### About this exercise
From the line with "Where can the bare" to the line with "Where can the blue", retype every line exactly, including those two, and leave out the rest of the data below.

Records excerpted from a collection
BEGIN

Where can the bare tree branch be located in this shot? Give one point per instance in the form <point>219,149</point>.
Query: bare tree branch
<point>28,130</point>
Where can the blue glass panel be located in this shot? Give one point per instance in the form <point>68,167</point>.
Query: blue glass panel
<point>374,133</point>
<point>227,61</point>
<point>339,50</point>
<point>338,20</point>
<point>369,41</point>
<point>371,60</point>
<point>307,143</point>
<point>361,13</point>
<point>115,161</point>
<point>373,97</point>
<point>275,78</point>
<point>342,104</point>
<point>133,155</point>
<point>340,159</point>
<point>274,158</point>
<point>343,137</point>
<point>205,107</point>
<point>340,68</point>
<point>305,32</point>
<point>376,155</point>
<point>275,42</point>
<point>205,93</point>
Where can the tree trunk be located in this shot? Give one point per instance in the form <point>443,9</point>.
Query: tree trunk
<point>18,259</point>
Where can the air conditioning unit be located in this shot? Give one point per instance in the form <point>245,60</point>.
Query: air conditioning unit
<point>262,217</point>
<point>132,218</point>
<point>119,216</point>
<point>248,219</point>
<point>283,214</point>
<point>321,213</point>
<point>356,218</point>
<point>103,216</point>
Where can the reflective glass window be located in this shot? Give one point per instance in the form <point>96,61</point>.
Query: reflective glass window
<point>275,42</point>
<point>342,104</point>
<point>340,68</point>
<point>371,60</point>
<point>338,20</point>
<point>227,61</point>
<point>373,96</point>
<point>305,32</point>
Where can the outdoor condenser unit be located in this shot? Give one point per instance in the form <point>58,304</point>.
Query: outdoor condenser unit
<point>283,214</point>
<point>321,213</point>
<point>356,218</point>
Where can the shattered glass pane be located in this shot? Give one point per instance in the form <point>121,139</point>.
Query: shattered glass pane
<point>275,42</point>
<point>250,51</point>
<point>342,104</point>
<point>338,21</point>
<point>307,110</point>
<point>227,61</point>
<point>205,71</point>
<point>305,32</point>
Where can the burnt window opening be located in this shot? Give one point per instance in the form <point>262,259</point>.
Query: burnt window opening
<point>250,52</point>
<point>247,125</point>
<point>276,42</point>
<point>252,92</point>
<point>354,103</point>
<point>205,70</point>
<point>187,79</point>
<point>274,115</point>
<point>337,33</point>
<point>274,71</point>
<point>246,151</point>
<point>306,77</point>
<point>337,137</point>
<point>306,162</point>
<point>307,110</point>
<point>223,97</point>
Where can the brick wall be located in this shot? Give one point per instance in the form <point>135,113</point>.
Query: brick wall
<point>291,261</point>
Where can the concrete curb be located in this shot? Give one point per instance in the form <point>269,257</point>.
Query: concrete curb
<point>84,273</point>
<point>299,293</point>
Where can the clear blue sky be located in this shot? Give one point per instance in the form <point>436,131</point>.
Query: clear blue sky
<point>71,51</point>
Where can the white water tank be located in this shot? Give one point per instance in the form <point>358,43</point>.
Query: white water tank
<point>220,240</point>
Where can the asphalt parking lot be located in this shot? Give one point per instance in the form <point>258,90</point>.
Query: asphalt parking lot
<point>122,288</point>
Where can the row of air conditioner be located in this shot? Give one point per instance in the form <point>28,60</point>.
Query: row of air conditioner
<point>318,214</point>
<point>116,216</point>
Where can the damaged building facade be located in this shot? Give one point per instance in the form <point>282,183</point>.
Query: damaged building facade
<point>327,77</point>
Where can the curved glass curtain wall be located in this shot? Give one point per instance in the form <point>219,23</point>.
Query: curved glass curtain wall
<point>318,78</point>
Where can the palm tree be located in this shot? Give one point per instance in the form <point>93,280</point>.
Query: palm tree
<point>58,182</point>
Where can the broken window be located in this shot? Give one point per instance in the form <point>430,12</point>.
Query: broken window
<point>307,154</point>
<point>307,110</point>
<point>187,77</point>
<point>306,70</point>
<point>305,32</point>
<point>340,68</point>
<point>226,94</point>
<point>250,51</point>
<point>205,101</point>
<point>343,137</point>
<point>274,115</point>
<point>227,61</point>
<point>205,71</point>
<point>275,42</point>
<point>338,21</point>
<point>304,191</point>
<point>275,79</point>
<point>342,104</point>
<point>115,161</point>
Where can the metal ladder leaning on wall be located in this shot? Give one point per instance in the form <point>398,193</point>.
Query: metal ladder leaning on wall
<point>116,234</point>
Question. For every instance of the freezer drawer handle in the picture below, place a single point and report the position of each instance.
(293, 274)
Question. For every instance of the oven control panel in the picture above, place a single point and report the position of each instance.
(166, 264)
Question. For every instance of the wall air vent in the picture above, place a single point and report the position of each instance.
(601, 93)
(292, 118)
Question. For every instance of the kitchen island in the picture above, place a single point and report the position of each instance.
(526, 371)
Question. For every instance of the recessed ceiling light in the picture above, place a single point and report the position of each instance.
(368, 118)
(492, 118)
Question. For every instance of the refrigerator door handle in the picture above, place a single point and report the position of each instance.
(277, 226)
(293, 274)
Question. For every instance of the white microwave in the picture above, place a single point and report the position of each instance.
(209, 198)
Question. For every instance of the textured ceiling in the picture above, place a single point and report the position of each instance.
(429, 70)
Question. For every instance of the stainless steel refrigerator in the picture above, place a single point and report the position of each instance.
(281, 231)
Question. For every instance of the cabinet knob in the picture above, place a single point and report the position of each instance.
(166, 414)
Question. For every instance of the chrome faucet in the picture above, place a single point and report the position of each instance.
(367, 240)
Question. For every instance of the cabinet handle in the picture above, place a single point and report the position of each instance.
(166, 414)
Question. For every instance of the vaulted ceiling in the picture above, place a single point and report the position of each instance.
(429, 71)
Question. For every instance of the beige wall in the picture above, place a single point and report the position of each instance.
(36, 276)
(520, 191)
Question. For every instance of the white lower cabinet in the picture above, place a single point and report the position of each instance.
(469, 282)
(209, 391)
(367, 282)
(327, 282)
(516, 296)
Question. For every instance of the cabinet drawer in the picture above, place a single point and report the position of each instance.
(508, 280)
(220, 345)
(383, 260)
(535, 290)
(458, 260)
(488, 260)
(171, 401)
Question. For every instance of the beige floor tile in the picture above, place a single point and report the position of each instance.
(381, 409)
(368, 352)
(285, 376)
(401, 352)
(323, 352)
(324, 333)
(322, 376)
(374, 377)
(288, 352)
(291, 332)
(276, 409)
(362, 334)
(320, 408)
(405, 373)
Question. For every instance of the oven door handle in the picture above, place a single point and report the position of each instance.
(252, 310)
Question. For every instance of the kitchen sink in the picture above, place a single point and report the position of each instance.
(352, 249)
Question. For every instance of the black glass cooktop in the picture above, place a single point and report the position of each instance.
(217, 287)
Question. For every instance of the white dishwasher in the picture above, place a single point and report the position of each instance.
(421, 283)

END
BEGIN

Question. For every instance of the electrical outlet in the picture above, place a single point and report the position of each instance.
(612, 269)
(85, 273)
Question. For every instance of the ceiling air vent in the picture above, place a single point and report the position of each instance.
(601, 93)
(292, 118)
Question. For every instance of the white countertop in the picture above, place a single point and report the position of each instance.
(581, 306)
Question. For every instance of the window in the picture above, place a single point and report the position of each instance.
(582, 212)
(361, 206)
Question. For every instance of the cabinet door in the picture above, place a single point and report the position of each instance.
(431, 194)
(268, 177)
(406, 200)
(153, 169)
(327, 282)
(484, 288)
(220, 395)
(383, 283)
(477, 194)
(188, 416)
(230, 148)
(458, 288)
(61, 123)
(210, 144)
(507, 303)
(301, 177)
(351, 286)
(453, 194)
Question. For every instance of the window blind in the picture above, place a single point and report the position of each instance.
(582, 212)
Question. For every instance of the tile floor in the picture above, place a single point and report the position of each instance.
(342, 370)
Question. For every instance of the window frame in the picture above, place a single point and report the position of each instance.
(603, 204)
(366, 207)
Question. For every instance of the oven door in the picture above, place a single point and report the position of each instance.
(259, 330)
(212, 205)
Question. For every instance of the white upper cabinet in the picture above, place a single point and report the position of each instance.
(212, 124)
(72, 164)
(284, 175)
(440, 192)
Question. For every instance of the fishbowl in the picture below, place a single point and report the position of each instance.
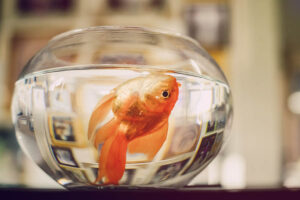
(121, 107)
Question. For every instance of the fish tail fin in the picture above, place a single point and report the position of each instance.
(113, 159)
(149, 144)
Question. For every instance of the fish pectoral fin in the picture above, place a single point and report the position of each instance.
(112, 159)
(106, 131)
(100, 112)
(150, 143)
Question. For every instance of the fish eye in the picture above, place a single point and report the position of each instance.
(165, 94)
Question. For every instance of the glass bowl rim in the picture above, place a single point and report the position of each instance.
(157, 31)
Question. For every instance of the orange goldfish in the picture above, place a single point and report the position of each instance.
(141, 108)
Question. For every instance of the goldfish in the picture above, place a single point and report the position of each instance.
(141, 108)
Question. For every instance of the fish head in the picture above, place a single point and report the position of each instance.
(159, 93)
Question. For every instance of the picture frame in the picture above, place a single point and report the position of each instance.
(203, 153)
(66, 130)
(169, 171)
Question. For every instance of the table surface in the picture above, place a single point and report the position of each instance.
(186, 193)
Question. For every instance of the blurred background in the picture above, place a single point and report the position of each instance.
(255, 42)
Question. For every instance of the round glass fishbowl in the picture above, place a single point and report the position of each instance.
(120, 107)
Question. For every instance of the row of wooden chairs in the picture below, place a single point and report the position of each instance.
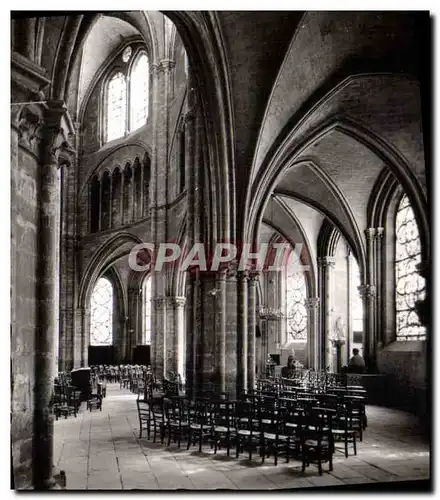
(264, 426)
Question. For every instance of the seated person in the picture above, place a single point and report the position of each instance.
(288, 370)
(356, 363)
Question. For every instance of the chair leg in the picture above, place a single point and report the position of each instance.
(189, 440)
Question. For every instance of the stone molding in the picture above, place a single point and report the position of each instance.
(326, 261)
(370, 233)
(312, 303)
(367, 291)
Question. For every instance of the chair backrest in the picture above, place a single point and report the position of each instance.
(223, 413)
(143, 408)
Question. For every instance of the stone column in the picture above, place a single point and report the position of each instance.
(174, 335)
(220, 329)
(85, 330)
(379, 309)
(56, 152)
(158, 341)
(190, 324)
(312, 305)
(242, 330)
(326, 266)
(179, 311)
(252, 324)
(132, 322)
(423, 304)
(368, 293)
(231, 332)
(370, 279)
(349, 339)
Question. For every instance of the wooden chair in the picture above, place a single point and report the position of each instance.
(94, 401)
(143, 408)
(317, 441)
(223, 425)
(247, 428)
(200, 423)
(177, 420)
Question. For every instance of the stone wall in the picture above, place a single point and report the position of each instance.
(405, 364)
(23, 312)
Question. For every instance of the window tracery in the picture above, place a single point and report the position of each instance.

END

### Problem solution
Where can the bare tree branch be located in this shot? Give one point per instance in the form <point>219,149</point>.
Query: bare tree branch
<point>28,130</point>
Where can the blue glass panel be located in this shot? Give one point per instance in the form <point>68,167</point>.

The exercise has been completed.